BRANO ESTRATTO:

-=-=-

È però la fucina di ambienti, personaggi, e soprattutto linguaggi che “faranno” Pavese. In terza persona ma con molti elementi della soggettiva libera indiretta,  indicazioni non dette, scontate, troncamenti, sbalzi, di scena, di tema, di soggetti. Con dialoghi allusivi più che teatrali, nella forma della “nuova oggettività” (G. Stein, Hemingway), senza consecutio. Con uso diffuso in lingua di termini, costrutti, modi di dire e di fare, di pensare, “dialettali”: locali, tipici, caratteristici. È anche opera di un momento che Pavese ricorderà felice, nel diario, 3 febbraio 1944. Scritta al caffè - al “caffeuccio sul viale” sotto casa che dice “la tua camera, la finestra sulle cose”. In felice disposizione creativa: “«Le memorie di due stagioni» le hai scritte al caffè”, e il ricordo è, dopo quattro anni, di un momento magico - “Il fatto è che hai perduto il gusto di vedere, di sentire, di accogliere, e ora ti mangi il cuore”.

-=-=-

Dati di identificazione della posizione:
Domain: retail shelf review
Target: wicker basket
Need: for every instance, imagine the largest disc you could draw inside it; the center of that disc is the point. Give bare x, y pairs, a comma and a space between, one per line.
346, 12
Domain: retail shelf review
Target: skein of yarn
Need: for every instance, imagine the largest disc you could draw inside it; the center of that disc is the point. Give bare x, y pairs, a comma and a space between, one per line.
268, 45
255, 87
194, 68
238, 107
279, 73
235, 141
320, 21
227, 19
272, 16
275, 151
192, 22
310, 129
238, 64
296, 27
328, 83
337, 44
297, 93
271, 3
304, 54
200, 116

-=-=-

COMPITO DA SVOLGERE: Cita per intero il brano su Pavese, parola per parola. L'elenco non ha alcun ruolo in questo lavoro.

RISPOSTA AL QUESITO:
È però la fucina di ambienti, personaggi, e soprattutto linguaggi che “faranno” Pavese. In terza persona ma con molti elementi della soggettiva libera indiretta,  indicazioni non dette, scontate, troncamenti, sbalzi, di scena, di tema, di soggetti. Con dialoghi allusivi più che teatrali, nella forma della “nuova oggettività” (G. Stein, Hemingway), senza consecutio. Con uso diffuso in lingua di termini, costrutti, modi di dire e di fare, di pensare, “dialettali”: locali, tipici, caratteristici. È anche opera di un momento che Pavese ricorderà felice, nel diario, 3 febbraio 1944. Scritta al caffè - al “caffeuccio sul viale” sotto casa che dice “la tua camera, la finestra sulle cose”. In felice disposizione creativa: “«Le memorie di due stagioni» le hai scritte al caffè”, e il ricordo è, dopo quattro anni, di un momento magico - “Il fatto è che hai perduto il gusto di vedere, di sentire, di accogliere, e ora ti mangi il cuore”.